Problem statement: Reproduce the data word for word, from its very first line through the line that contains "226 72 450 116", including that line.

Provided entries:

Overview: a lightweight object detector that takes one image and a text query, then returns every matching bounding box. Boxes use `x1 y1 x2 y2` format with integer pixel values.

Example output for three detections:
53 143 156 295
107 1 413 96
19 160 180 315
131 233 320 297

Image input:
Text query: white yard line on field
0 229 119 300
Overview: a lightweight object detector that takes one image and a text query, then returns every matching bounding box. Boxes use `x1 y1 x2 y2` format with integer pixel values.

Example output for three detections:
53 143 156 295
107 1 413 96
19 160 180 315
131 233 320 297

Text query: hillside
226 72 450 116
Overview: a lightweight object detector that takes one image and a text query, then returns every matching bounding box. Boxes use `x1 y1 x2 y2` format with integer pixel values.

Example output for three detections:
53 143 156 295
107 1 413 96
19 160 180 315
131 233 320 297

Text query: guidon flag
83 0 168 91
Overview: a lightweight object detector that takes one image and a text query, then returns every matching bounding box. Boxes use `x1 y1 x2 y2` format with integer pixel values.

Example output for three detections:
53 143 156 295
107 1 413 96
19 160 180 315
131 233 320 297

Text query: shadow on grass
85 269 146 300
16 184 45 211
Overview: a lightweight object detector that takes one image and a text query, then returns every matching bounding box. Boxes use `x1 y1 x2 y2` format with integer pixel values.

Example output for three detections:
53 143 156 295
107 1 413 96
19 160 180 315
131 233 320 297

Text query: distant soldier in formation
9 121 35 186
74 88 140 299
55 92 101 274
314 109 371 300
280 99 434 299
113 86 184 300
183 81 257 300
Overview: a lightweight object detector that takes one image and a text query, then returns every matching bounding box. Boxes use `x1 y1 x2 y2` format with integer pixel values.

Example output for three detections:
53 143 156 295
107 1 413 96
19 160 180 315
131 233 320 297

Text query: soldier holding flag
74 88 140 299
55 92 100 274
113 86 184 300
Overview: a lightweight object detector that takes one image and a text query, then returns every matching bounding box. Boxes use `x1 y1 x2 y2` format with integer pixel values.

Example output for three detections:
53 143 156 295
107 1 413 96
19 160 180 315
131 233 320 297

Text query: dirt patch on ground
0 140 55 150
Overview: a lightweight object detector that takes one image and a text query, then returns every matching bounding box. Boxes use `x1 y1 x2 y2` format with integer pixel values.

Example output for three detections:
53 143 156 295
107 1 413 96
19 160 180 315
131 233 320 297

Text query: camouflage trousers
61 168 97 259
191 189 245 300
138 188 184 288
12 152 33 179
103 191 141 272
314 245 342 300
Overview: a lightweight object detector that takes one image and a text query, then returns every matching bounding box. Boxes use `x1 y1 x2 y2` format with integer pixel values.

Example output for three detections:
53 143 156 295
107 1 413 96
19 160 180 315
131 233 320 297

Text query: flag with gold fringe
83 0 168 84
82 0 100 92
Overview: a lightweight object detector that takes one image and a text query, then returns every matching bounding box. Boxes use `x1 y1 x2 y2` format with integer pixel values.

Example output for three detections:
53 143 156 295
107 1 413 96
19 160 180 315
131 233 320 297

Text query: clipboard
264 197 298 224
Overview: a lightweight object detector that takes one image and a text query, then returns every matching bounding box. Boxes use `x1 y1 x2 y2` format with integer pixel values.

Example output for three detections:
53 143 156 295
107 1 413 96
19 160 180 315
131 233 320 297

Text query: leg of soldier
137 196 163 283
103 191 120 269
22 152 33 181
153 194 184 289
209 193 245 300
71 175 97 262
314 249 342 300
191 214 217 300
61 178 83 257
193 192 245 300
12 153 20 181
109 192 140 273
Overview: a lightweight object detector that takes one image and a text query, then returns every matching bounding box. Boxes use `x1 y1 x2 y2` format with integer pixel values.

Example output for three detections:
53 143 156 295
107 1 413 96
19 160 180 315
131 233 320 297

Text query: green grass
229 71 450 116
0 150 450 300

Answer to the exercise:
Overview: a lightweight object detector that takes one image and a text query, then returns every matching bounding box. Boxes use `x1 y1 x2 y2` format with integer pixel values.

Example output for three detections:
53 143 156 295
107 1 413 96
19 160 180 315
131 233 320 297

Image input:
Text query: white yard line on field
0 229 119 300
Overview: a lightweight object detector that takes one image and a text query, then returns every matching bounding box. Boxes use `x1 y1 x2 y2` format with integer pixel values.

Example output for three detections:
53 143 156 295
107 1 413 96
19 160 180 315
131 233 320 297

Text query: hillside
226 72 450 116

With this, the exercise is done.